Stated problem ::
Rewrite the lines below, replacing "Practice step" with "Exercise item" and changing nothing else.

*-*-*

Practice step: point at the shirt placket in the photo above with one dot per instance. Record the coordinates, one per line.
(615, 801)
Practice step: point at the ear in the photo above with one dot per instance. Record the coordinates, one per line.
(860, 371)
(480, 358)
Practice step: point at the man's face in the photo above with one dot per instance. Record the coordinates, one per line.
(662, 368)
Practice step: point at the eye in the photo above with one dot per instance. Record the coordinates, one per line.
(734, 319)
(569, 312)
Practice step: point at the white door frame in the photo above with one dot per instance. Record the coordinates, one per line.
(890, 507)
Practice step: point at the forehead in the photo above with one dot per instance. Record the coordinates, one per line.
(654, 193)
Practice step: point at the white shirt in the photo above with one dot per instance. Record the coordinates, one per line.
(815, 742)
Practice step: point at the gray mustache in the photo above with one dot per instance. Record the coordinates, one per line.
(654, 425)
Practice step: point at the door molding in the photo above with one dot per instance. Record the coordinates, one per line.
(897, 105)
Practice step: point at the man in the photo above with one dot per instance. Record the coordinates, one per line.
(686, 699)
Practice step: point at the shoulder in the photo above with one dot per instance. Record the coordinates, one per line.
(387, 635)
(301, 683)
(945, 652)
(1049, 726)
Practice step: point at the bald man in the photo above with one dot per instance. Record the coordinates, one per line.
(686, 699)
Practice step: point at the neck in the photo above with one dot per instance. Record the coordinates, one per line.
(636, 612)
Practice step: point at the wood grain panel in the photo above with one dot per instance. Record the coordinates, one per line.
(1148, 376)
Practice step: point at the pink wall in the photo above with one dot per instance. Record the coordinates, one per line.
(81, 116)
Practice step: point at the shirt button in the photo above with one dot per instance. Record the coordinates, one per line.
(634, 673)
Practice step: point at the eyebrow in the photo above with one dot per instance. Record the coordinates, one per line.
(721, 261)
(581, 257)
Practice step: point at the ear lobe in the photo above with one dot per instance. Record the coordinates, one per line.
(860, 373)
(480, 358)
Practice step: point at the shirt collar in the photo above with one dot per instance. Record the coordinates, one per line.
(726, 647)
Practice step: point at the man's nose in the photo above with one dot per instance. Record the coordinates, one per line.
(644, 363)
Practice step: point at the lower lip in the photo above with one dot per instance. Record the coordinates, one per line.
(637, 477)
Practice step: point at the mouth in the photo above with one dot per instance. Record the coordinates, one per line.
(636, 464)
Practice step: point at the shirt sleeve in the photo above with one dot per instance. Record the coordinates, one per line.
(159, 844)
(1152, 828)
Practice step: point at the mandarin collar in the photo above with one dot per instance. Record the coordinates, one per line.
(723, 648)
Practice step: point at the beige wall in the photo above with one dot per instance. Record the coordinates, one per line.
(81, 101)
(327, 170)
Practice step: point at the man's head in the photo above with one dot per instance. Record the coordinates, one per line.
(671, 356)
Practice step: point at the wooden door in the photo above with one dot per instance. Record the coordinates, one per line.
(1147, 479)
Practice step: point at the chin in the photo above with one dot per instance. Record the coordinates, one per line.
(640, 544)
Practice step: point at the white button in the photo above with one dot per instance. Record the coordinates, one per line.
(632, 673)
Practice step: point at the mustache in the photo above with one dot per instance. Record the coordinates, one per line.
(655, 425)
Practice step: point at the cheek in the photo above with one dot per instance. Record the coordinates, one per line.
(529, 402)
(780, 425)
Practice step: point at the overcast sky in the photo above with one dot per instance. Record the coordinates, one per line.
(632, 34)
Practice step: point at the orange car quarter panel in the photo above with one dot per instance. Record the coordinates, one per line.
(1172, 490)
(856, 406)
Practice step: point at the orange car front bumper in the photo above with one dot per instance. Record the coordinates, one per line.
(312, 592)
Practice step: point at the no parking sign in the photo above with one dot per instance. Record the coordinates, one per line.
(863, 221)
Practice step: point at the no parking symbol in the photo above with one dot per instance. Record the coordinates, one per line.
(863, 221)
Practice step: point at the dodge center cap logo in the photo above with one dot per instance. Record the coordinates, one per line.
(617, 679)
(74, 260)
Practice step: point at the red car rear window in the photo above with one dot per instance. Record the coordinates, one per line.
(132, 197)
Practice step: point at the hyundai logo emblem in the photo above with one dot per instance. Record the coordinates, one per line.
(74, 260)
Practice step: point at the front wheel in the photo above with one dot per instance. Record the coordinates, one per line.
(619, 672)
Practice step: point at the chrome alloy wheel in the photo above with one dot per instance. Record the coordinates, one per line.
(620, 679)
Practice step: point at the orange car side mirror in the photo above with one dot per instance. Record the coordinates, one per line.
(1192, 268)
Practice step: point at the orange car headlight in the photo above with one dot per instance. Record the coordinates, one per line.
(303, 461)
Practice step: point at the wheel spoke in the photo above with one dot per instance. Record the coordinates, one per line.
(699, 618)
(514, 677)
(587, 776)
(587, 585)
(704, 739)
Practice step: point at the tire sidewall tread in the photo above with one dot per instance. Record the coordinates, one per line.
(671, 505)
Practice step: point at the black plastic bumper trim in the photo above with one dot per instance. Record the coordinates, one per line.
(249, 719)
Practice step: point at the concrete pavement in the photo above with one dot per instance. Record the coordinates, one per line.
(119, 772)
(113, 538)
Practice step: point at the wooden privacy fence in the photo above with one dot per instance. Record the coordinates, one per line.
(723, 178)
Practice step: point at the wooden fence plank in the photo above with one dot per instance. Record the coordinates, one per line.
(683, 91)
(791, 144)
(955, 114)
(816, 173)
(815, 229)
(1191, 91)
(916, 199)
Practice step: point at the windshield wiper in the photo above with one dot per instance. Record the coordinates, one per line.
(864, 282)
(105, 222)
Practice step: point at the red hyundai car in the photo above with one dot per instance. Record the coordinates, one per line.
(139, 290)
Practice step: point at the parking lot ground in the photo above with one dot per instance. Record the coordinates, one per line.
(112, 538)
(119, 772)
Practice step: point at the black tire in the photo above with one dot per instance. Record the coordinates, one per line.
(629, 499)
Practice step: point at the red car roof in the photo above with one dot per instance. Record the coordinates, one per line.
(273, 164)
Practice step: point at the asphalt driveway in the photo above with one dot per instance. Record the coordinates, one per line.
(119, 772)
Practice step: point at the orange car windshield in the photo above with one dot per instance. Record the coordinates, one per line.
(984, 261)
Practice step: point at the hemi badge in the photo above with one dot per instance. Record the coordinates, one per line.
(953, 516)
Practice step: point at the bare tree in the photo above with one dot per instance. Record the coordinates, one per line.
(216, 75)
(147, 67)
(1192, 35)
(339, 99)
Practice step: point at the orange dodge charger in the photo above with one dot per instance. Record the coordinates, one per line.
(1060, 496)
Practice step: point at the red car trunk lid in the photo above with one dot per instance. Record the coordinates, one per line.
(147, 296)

*-*-*

Output of the task ::
Exercise item: point at the shirt placket in the photo above with one dot per instance. Record the coordinates, one per line.
(615, 801)
Exercise item: point at the ear in the photo above with one dot per instance. Record the coordinates, one per line.
(860, 371)
(480, 358)
Exercise item: point at the man's face in the photo above with one dot per instance. Record the coordinates, one per line.
(662, 368)
Exercise item: point at the eye in the photo above with one dot per instance. Record the coordinates, one per line.
(734, 319)
(569, 312)
Exercise item: point at the white door frame in the photo above with one dot per instance. Record the coordinates, one per line.
(890, 507)
Exercise item: point at the forehead in the photo above with one dot per instance. Record the coordinates, one per line.
(654, 193)
Exercise item: point at the white shirt in the photo above with one dot per instance. Record the coordinates, one per line.
(815, 742)
Exercise item: point at the gray mustache in the photo above with one dot per instance. Record the coordinates, one per line.
(654, 425)
Exercise item: point at the door molding in the photo above with one dot per instance. Record the coordinates, one per line.
(897, 105)
Exercise item: point at the man in the photo above with one dot per instance. Record the coordinates, one per line.
(686, 699)
Exercise item: point at the shoulder in the photo above with one dot per instance. Record the coordinates, one per line.
(387, 635)
(301, 683)
(945, 652)
(1049, 726)
Exercise item: point at the bald man in the photo above with one dot per instance. Record the coordinates, one per line.
(686, 699)
Exercise item: point at the neck in the photo above with one dot per instance. Record the coordinates, one per line.
(636, 612)
Exercise item: point at the wood grain panel in the photo above with one dot per instance. Record the coordinates, one per line.
(1148, 376)
Exercise item: point at the pink wall in the photo above with one dot per instance. Record the coordinates, one per line.
(81, 116)
Exercise item: point at the shirt button in the photo above with one dot per instance. Record the coordinates, one per line.
(634, 673)
Exercise item: point at the eyebrow in the photo above with one dot per instance. Record the coordinates, one per line.
(721, 261)
(581, 257)
Exercise item: point at the ear lobe in the photo above with one dot per instance. Record the coordinates, one per line.
(860, 373)
(480, 358)
Exercise item: point at the shirt collar in the photo above with one dot per instance. Record the coordinates, one per line.
(726, 647)
Exercise item: point at the man's nose in the photo above with one dot per instance. Record the coordinates, one per line.
(644, 363)
Exercise item: point at the lower lip in the photo above with one dot per instance. Record the coordinates, one per line.
(637, 477)
Exercise item: point at the mouth in the photo above with one dot per instance. Record the coordinates, one per line.
(636, 464)
Exercise item: point at the shirt sleeve in the photo above with one dot per instance. Record the coordinates, one per line.
(159, 844)
(1152, 828)
Exercise item: point at the mandarin collar in the photo above with one dot per instance. Record the coordinates, one per line.
(723, 648)
Exercise item: point at the beige wall in the photo above with one dot per instance. Record the coordinates, one per line.
(81, 101)
(327, 170)
Exercise item: point at the man's head in the photo above with one dot per instance. Record the coordinates, one per line.
(671, 356)
Exercise item: point at the wooden door in the photo above with one dot per instance. Record the coordinates, one per line.
(1147, 479)
Exercise item: point at the chin in the photo above with one dot per instance. Record the coordinates, one per line.
(640, 544)
Exercise item: point at the white button in the photo above with one dot per instance. Record the coordinates, one per line.
(632, 673)
Exercise item: point at the mustache in the photo above with one dot per instance. Record the coordinates, one per line.
(655, 425)
Exercise item: point at the cheek in the photo above with one dot per instance. Record the coordinates, one per line.
(529, 402)
(780, 425)
Exercise item: point at the overcast sky in the photo above with one dot per instance. Record the coordinates, one per line.
(632, 34)
Exercise item: point at the orange car quarter panel in the photo above with one dot per instance. Record the coordinates, one per line.
(1172, 490)
(856, 406)
Exercise item: point at the orange car front bumper in the photo above with one dot per instance. Record the coordinates, one per line.
(312, 592)
Exercise item: point at the no parking sign in the photo above with one dot per instance. Record the coordinates, one per line.
(863, 221)
Exercise item: point at the no parking symbol in the photo above with one dot per instance. Record the coordinates, one per line.
(863, 221)
Exercise item: point at the dodge center cap logo in the photo above with one dot per instance. Record the coordinates, one per line.
(617, 679)
(74, 260)
Exercise item: point at the red car rear window in the photo above with one dot per instance. Record the coordinates, one per line.
(132, 197)
Exercise item: point at the hyundai logo emblem in the photo above with one dot per instance. Record the coordinates, one per line.
(74, 260)
Exercise item: point at the front wheel in the photo above with one dot per instance. Record the coordinates, one per line.
(619, 672)
Exercise item: point at the chrome alloy wheel in the photo above with one dot per instance. Record the coordinates, one per line.
(620, 679)
Exercise item: point at the orange car side mirror in the photo above with one dot per instance. Record the coordinates, one per line.
(1192, 268)
Exercise item: point at the orange car headlight in the photo above with one dot per instance. Record the coordinates, one per line.
(303, 461)
Exercise item: point at the wheel spoke in the photo above with one dot per instance. Record the coordinates, one per line.
(699, 618)
(514, 677)
(587, 776)
(587, 585)
(704, 739)
Exercise item: point at the tire sidewall tread in the photo above with one dot per instance. Record the coordinates, one per line.
(671, 505)
Exercise item: point at the black plastic bumper trim in the photo above with one dot per instance. Record the coordinates, one per line.
(249, 719)
Exercise item: point at the concrete pavement in the photo above with one dot per instance. Record the coordinates, one per line.
(119, 772)
(113, 538)
Exercise item: point at the wooden privacy fence in the photo above with one dot per instance. Record the coordinates, one per line.
(723, 178)
Exercise item: point at the wooden fence plank in the photo above with one dot per instance. Record the coordinates, one per line.
(683, 91)
(791, 144)
(955, 114)
(816, 173)
(815, 229)
(1191, 91)
(916, 199)
Exercise item: point at the windshield wiper in the photo above with one dot per instance. Record the coordinates, one per line.
(864, 282)
(105, 222)
Exercise item: point at the red hyundai car in the photo above with one dot per instance. Record the coordinates, one per line.
(139, 290)
Exercise item: point at the parking lot ground in the photo above with one dot per instance. Record the coordinates, one per line.
(112, 538)
(119, 772)
Exercise item: point at the black tire in the photo above with one dot per instance. Record the coordinates, one per line.
(629, 499)
Exercise item: point at the red car roof in the photo above with one dot per instance. Record the coordinates, one per line.
(273, 164)
Exercise item: point at the asphalt driveway in the photo above with one dot per instance. Record the coordinates, one per line.
(119, 772)
Exercise item: point at the orange car windshield in the photo above with one dot per instance. Record the coordinates, one per line.
(984, 261)
Exercise item: point at the hemi badge in the photo above with one dot per instance. Record the coordinates, one per line.
(953, 516)
Exercise item: point at the bare tree in the photo above with one dot per instance. Record the coordinates, one per line.
(216, 75)
(147, 67)
(1192, 35)
(339, 99)
Exercise item: point at the orange dodge charger in the photo above with one dot per instance. Record the coordinates, one per line.
(1060, 496)
Exercise item: point at the red car trunk lid in the photo above with one dot per instance. Record the coordinates, one per line.
(147, 296)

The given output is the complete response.